AUSGANGSTEXT:
——
Imm Cologne

Das Wohnen verändert sich, die Möbel auch

Auf der Imm Cologne konnte man sehen, dass Möbel heute kleiner, multifunktional, aber gerne auch bequem sein sollen. Klassiker erleben in neuem Gewand eine Renaissance. Und das Smart Home steht in den Startlöchern.

Kurz nach Ende der Heimtextil in Frankfurt und noch während in Hannover die Domotex läuft, öffnete die Imm Cologne ihre Pforten und lädt auf das Kölner Messegelände ein. Vom Namen her ist es "nur" die Internationale Möbelmesse, aber tatsächlich fasst sie ihr Thema viele weiter - es geht um das Einrichten insgesamt, ja sogar um das Wohnen an sich. Und das verändert sich derzeit spürbar, weil sich die Gesellschaft verändert. Sie wird älter, mobiler, flexibler, städtischer, umwelt- und gesundheitsbewusster - und weiblicher.
——
[Datensätze zum Zeigen auf Objekte]
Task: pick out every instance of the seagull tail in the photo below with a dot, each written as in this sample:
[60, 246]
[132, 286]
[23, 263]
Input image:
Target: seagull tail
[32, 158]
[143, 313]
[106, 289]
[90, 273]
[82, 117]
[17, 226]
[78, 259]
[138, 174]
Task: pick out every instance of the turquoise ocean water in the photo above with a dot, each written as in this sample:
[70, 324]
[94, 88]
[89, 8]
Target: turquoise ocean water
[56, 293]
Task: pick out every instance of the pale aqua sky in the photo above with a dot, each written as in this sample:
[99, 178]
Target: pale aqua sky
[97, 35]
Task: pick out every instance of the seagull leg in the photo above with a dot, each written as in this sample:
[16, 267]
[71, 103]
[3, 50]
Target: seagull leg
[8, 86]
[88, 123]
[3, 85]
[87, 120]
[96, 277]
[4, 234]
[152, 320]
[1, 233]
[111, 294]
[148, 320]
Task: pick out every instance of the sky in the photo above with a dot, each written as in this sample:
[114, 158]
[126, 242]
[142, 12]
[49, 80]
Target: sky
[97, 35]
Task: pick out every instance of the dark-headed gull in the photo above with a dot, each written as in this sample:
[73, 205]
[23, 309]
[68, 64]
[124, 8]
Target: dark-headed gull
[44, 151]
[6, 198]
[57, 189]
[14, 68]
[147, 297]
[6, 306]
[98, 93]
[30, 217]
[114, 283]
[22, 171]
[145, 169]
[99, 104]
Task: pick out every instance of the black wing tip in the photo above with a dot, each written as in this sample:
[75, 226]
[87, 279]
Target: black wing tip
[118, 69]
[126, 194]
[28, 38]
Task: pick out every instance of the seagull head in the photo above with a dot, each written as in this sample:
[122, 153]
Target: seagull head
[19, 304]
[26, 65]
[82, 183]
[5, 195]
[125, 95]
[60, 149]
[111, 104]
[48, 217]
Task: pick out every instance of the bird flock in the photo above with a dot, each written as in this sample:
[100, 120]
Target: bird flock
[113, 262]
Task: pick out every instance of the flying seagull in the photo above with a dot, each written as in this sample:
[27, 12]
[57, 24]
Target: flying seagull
——
WAS ZU TUN IST:
1. Welche Messe läuft laut dem Artikel über die Imm Cologne in Hannover, als die Imm Cologne öffnet?
2. Tausche in den Datensätzen „seagull head“ gegen „gull head“ aus, und zwar von der Zeile mit „Task: pick out every instance of the seagull head“ bis zum Ende der Datensätze. Gib nur diese Zeilen wieder und lass alles andere unverändert.

ANTWORTEN ZUR ÜBUNG:
1. Die Domotex.

2.
Task: pick out every instance of the gull head in the photo above with a dot, each written as in this sample:
[122, 153]
Target: gull head
[19, 304]
[26, 65]
[82, 183]
[5, 195]
[125, 95]
[60, 149]
[111, 104]
[48, 217]
Task: pick out every instance of the bird flock in the photo above with a dot, each written as in this sample:
[100, 120]
Target: bird flock
[113, 262]
Task: pick out every instance of the flying seagull in the photo above with a dot, each written as in this sample:
[27, 12]
[57, 24]
Target: flying seagull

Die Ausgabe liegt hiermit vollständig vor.